DESCRIPTION OF THE TASK
What is needed is a verbatim copy of each record below.

:: PROVIDED DATA

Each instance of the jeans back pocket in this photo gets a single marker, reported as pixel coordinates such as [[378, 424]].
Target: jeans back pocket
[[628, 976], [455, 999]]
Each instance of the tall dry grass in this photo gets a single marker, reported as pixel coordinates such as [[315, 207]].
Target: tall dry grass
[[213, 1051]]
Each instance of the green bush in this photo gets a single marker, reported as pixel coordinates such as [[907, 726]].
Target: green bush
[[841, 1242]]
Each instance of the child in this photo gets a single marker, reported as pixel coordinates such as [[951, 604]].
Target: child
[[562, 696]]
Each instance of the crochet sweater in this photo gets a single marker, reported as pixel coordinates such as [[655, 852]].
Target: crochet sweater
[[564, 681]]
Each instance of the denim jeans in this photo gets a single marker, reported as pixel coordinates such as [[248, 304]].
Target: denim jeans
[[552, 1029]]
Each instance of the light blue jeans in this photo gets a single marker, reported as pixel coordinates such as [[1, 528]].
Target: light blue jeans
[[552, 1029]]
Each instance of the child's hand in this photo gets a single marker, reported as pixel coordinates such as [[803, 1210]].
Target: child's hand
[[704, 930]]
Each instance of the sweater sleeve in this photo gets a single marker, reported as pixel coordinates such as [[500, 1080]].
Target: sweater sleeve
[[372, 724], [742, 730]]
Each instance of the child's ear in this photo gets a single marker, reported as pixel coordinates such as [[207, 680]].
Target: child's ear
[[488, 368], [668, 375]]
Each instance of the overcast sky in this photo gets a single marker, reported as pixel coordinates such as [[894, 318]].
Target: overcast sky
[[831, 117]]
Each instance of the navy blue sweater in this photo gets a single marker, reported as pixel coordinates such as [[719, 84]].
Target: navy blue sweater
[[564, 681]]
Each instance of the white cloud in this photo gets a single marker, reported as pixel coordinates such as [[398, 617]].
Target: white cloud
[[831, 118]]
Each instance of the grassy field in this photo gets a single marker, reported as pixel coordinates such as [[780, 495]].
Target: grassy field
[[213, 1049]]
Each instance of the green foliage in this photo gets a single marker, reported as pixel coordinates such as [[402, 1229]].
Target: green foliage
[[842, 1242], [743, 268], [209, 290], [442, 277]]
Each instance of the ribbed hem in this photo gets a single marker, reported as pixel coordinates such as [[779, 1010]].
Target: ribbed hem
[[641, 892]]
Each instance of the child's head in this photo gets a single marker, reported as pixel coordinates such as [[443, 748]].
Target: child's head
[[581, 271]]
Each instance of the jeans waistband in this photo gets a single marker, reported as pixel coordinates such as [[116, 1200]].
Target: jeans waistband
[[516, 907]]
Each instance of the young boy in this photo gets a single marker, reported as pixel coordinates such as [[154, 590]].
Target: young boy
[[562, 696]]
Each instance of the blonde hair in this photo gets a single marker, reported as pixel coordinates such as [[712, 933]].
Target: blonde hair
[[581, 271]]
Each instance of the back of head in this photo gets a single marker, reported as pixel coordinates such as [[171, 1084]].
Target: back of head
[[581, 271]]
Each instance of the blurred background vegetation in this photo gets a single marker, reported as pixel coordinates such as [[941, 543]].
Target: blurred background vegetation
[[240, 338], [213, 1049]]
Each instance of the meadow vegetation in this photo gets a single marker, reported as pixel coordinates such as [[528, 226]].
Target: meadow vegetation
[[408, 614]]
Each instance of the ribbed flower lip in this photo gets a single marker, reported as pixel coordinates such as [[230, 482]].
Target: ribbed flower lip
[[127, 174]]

::::

WRITTEN ANSWER
Each instance of the jeans back pocket in this photo gets a single marker, reported as pixel coordinates such as [[378, 424]].
Target: jeans back pocket
[[628, 976], [455, 999]]
Each instance of the tall dry grass in this photo gets a single marker, reported as pixel coordinates such as [[315, 207]].
Target: tall dry grass
[[213, 1051]]
Each instance of the green bush in this photo gets a single marker, reported as pixel coordinates such as [[907, 726]].
Target: green bush
[[841, 1242]]
Each instance of the child in this photo gets a single marker, reported as pixel coordinates such as [[951, 604]].
Target: child
[[562, 696]]
Each instance of the crochet sweater in this photo gets a single marker, reported as pixel coordinates such as [[655, 852]].
Target: crochet sweater
[[564, 681]]
Each instance of the denim jeans in this photo gets a single marker, reported as pixel coordinates such as [[248, 304]].
Target: denim jeans
[[552, 1029]]
Each instance of the light blue jeans in this photo gets a single marker, reported as pixel coordinates such as [[1, 528]].
Target: light blue jeans
[[552, 1029]]
Each instance of the child's hand in this photo gets a single marker, reported as pixel coordinates such as [[803, 1210]].
Target: child's hand
[[704, 930]]
Each instance of the sweater sleeve in this photo gets a single marker, reported as pixel coordinates such as [[500, 1080]].
Target: sweater sleeve
[[372, 724], [742, 730]]
Each instance of the child's ear in this photo gets a single marker, reported as pixel coordinates such as [[207, 680]].
Target: child's ear
[[488, 368], [668, 375]]
Each instance of the overcast sky in this photo gets a single marker, reported as pixel coordinates such as [[894, 318]].
Target: overcast sky
[[831, 117]]
Each instance of the navy blue sweater in this photo gets a single marker, reported as pixel coordinates such as [[719, 84]].
Target: navy blue sweater
[[564, 681]]
Each instance of the white cloud in this photo gets a single marker, reported as pixel coordinates such as [[398, 617]].
Target: white cloud
[[831, 118]]
Each instance of the grassy field in this photo gets a single marker, reported as pixel coordinates such as [[780, 495]].
Target: grassy field
[[213, 1049]]
Each instance of the green foliage in this photo gets a single marker, reported as pixel coordinates such as [[402, 1229]].
Target: green foliage
[[842, 1242], [743, 268], [209, 290], [442, 277]]
Each instance of the ribbed hem in this photo gets a single marker, reported as pixel coordinates such as [[779, 1010]].
Target: ribbed hem
[[641, 892]]
Each instance of the child's head in this photo gets a single marker, reported as pixel coordinates such as [[443, 748]].
Target: child's head
[[581, 271]]
Each instance of the jeans waistband in this photo gets a single marker, reported as pixel coordinates such as [[116, 1200]].
Target: jeans waistband
[[516, 907]]
Each instance of the young boy in this photo gets a single marker, reported as pixel coordinates such as [[154, 590]].
Target: young boy
[[562, 696]]
Each instance of the blonde hair in this photo gets a single marker, reported as pixel coordinates such as [[712, 933]].
Target: blonde hair
[[581, 271]]
Each instance of the back of head in this photo gets a single marker, reported as pixel coordinates such as [[171, 1084]].
Target: back of head
[[581, 271]]
Each instance of the blurred background vegetation in this photo gets a single marker, reported as pixel coordinates such as [[941, 543]].
Target: blurred background vegetation
[[240, 338], [213, 1049]]
Each instance of the meadow vegetation in this photo gets a single marker, reported as pixel coordinates such as [[528, 226]].
Target: meadow vegetation
[[408, 614]]
Each instance of the ribbed flower lip in this photo gets a single marker, reported as pixel coordinates such as [[230, 482]].
Target: ribbed flower lip
[[127, 174]]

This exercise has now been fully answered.